*Task instructions*:
A: Answer these from the deportation article:
(i) How old is Mary Martin?
(ii) In what city was she born?
(iii) Who personally reviewed her case, according to a Home Office spokesman?
B: Print everything in the deportation article from "Miss Martin, a" down to "she should stay.".

─── Page text ───

A RELIEVED grandmother last night demanded an apology from the Home Office after she won her battle against deportation only hours before she was due to be sent to America.

By Richard Smith

A RELIEVED grandmother last night demanded an apology from the Home Office after she won her battle against deportation only hours before she was due to be sent to America.

Mary Martin, 55, of Carriage Close, Trimley St Mary, warned she would have gone into hiding to have escaped the clutches of immigration officers who were due to deport her today.

But a last-minute change of heart saved the grandmother from leaving Suffolk where she has lived for the last 53 years - and now she is preparing to celebrate her 56th birthday on Saturday with a large family party.

Miss Martin sat in her semi-detached house surrounded by her partner, Ted Harrod, 61, a daughter Lorraine Wells, 35, of Melton, and three grandchildren Sheri, 17, Sharlene, 14, and Kieron, 12, and toasted the news that she was no longer classified as an illegal immigrant.

''I want to smile, I want to laugh, I want to cry - but I am also tired. I think that the woman who sent me the letter about the deportation was a silly woman. I do not think she considered who I was, what I was about, and to her I was just a number,'' said Miss Martin, who was born in Baltimore, Maryland. She left America aged two.

Miss Martin, a cleaner at Trimley St Mary primary school, had discovered a problem with her citizenship status after her mother June died two years ago. The Home Office said she had never been registered as a British citizen and they refused her application because it was not accepted she had lived in the UK for a substantial period.

Miss Martin produced her national insurance number, income tax details and wage slips - but she was still told she had to return to America where she had not lived since she was two.

A Home Office spokesman said yesterday Beverley Hughes, the Immigration Minister, had personally reviewed Miss Martin's case and decided she should stay.

─── Supplied entries ───

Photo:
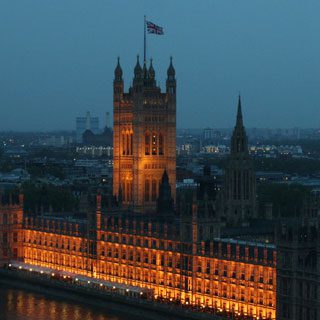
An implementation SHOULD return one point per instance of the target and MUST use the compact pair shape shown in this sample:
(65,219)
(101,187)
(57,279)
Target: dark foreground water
(21,304)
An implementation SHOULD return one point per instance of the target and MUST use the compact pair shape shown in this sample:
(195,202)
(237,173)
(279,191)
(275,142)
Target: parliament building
(143,242)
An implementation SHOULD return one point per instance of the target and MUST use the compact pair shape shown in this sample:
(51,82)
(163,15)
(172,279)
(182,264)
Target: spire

───

*Solutions to the exercise*:
A:
(i) 55
(ii) Baltimore, Maryland
(iii) Beverley Hughes, the Immigration Minister

B:
Miss Martin, a cleaner at Trimley St Mary primary school, had discovered a problem with her citizenship status after her mother June died two years ago. The Home Office said she had never been registered as a British citizen and they refused her application because it was not accepted she had lived in the UK for a substantial period.

Miss Martin produced her national insurance number, income tax details and wage slips - but she was still told she had to return to America where she had not lived since she was two.

A Home Office spokesman said yesterday Beverley Hughes, the Immigration Minister, had personally reviewed Miss Martin's case and decided she should stay.